You Survived Camp Mona and All You Got Was This Hall of Mirrors
The Pretty Little Liars glamping episode, having more than one body, and looking
Chanting, “Owning a sunrise lamp is like going glamping,” doesn’t make this gospel. Still, you lie inside your lavender shoebox in the thumpless heart of a Brooklyn railroad. No windows but your own paintings on their slim silver nails and the framed photo of your friend Kate posing beneath a sign bearing the declaration, “I can ACHIEVE anything.” No birdsong but the sunrise lamp’s alarm; no deer grazing the glampsite or grizzled bears invading. The animals are all stuffed and the fire is all in your head, burning brain. These walls aren’t all there is but yes they are. A lake will wait, in a sequined gown of dappled sunlight or otherwise. The mysterious fish beneath its slippery skin survive without your gaze. Feckless and hookless, breathing their chemistry and depositing their eggs.

[EXERCISE REQUIREMENTS]:
1. List every thing the glamping essay says the room has none of, using the essay's own wording for each.
2. Resume the glamping essay after its final sentence and write one more paragraph in the same voice.

[DATASET CONTENT]:
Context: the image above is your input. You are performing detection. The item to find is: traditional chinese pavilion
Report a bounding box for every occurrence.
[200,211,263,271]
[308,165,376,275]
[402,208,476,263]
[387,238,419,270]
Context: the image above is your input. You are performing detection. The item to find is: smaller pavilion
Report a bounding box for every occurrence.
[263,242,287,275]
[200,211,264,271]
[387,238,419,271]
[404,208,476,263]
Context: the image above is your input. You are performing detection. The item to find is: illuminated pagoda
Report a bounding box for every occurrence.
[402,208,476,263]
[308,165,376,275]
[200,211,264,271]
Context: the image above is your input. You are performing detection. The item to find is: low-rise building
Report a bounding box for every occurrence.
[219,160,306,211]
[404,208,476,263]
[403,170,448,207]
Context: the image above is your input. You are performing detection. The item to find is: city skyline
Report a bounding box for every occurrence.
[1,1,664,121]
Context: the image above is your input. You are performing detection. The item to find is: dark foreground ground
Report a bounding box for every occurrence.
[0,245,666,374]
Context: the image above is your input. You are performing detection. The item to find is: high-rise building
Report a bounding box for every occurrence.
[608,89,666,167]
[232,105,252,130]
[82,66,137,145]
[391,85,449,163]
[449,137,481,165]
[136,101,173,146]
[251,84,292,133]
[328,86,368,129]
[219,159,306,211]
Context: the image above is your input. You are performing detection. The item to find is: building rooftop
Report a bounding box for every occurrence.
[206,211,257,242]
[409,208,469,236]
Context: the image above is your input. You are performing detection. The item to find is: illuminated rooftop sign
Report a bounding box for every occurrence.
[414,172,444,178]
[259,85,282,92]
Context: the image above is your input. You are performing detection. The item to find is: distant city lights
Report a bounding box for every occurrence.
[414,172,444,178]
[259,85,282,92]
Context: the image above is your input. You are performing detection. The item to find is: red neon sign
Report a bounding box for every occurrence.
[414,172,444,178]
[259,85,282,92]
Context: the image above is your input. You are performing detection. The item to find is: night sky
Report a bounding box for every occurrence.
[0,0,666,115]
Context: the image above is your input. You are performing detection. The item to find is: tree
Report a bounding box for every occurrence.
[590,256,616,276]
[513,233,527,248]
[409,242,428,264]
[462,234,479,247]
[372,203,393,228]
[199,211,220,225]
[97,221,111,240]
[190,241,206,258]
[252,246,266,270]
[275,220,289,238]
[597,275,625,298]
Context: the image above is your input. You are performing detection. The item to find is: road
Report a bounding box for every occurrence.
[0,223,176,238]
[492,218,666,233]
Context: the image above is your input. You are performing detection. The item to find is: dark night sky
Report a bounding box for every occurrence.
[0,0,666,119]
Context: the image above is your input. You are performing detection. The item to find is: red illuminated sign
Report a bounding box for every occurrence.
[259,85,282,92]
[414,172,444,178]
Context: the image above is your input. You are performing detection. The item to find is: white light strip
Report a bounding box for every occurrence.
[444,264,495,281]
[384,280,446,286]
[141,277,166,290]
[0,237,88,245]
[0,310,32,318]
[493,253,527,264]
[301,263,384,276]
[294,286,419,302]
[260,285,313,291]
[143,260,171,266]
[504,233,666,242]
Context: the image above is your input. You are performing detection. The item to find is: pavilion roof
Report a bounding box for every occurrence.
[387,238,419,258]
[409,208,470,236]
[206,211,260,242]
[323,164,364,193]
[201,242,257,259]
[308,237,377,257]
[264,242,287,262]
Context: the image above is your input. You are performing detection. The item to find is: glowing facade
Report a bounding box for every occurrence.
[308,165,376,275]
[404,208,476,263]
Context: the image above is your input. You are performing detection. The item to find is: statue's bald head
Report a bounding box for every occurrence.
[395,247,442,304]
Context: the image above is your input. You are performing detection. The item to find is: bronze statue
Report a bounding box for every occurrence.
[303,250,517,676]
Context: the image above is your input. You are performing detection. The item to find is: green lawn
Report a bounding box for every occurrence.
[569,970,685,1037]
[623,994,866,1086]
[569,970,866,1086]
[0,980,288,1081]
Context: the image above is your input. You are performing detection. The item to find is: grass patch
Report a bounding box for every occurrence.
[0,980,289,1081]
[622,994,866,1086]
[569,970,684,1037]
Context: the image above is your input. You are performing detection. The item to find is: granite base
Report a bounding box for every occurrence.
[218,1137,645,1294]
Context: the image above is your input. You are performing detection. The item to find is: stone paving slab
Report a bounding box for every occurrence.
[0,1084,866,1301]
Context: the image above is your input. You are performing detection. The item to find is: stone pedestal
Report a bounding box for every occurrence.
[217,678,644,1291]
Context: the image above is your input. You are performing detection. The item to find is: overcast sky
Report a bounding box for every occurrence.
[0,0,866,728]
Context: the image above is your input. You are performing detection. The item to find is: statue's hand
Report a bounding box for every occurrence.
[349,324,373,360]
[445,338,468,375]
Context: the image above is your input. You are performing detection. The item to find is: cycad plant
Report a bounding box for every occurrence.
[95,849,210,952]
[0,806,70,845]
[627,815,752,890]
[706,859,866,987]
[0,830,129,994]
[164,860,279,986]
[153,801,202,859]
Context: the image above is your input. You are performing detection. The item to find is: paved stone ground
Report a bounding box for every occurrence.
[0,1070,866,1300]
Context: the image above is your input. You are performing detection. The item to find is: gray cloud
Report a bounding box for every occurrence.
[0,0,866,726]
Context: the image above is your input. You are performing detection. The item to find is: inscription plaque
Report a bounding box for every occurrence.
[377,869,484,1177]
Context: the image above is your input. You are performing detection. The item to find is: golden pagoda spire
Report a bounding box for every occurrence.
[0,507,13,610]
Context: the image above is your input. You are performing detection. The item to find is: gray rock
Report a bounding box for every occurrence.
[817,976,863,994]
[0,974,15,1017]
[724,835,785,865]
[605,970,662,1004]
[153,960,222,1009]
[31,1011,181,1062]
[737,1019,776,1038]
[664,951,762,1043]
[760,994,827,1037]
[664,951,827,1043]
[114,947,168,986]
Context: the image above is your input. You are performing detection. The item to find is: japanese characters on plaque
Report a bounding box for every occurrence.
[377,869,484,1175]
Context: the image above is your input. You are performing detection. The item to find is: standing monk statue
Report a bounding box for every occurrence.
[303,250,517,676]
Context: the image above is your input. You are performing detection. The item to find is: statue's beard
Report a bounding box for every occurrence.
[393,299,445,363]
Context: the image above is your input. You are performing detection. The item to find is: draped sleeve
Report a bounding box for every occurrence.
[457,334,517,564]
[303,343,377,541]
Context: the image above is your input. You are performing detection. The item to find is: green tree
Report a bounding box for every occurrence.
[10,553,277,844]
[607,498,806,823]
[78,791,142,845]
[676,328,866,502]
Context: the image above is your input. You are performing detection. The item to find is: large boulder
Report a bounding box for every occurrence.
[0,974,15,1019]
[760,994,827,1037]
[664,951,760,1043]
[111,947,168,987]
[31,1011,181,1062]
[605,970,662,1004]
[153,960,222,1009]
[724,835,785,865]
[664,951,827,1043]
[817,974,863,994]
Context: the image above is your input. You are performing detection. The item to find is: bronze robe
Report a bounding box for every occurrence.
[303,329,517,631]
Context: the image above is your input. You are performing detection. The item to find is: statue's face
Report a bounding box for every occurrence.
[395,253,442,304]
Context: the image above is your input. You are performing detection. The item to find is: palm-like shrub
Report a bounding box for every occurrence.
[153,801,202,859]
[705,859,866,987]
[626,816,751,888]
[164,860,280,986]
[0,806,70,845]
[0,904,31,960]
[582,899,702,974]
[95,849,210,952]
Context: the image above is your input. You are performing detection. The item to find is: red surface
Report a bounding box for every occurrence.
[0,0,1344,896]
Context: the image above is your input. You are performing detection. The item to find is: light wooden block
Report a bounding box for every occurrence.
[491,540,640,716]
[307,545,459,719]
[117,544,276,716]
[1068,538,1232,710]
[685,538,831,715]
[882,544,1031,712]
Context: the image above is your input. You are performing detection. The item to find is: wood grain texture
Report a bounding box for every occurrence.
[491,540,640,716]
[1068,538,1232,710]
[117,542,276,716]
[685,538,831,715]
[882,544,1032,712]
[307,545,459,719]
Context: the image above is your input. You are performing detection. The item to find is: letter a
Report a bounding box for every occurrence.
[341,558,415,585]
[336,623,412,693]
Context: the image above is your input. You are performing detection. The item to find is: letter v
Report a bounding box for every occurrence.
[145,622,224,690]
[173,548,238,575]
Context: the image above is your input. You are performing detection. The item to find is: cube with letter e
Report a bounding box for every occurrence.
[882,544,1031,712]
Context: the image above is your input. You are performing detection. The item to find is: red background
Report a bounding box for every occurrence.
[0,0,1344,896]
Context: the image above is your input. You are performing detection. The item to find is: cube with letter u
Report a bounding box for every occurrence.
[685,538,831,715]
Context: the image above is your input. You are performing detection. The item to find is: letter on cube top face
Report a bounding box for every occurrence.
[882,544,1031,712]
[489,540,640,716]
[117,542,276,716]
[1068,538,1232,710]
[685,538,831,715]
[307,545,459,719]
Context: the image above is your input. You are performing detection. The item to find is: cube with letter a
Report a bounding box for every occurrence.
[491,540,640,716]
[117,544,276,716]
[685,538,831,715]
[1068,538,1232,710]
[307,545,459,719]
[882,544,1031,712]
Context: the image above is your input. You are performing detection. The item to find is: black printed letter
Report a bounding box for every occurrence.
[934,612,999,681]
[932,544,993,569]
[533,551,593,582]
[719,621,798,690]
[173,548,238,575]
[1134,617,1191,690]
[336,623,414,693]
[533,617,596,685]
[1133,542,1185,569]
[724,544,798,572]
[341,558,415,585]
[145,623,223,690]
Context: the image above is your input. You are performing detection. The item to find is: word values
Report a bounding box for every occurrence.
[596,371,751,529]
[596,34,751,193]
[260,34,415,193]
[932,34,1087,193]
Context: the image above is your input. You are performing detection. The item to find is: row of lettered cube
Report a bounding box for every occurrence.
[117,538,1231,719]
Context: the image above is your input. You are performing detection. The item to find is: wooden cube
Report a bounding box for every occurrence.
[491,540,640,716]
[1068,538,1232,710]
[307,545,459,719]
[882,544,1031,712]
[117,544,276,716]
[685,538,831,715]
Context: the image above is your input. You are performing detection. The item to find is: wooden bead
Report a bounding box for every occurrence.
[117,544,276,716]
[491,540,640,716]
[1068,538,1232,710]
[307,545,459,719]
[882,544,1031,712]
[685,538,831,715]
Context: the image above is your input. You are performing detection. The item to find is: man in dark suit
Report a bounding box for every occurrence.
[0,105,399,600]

[EXERCISE ANSWERS]:
1.
windows
birdsong
deer grazing the glampsite
grizzled bears invading

2.
In Pretty Little Liars season one episode ten, “Keep Your Friends Close,” the girls go glamping at Camp Mona in the Pennsylvania woods, frienemy Mona’s birthday party replete with strings of fairy lights and pastel pendant flags, massage tent, mani-pedi tent, “blow me” bar and minibar, swagbags pink mesh containing CAMP MONA hoodies, white text boldly on black like closed captioning. They go not to celebrate Mona, but to scavenge, invited to that hunt by texts from straight-up-enemy A. Come and get me. Mona holds court in sunlight, pink drink topped with a berry and a lavender sprig in a glass with a gaping bass-mouth, quoting herself as explaining, “If you were invited, you would have received an invitation,” just barely not tautological, and nameless girls press play on a laughtrack while our named girls huddle elsewhere.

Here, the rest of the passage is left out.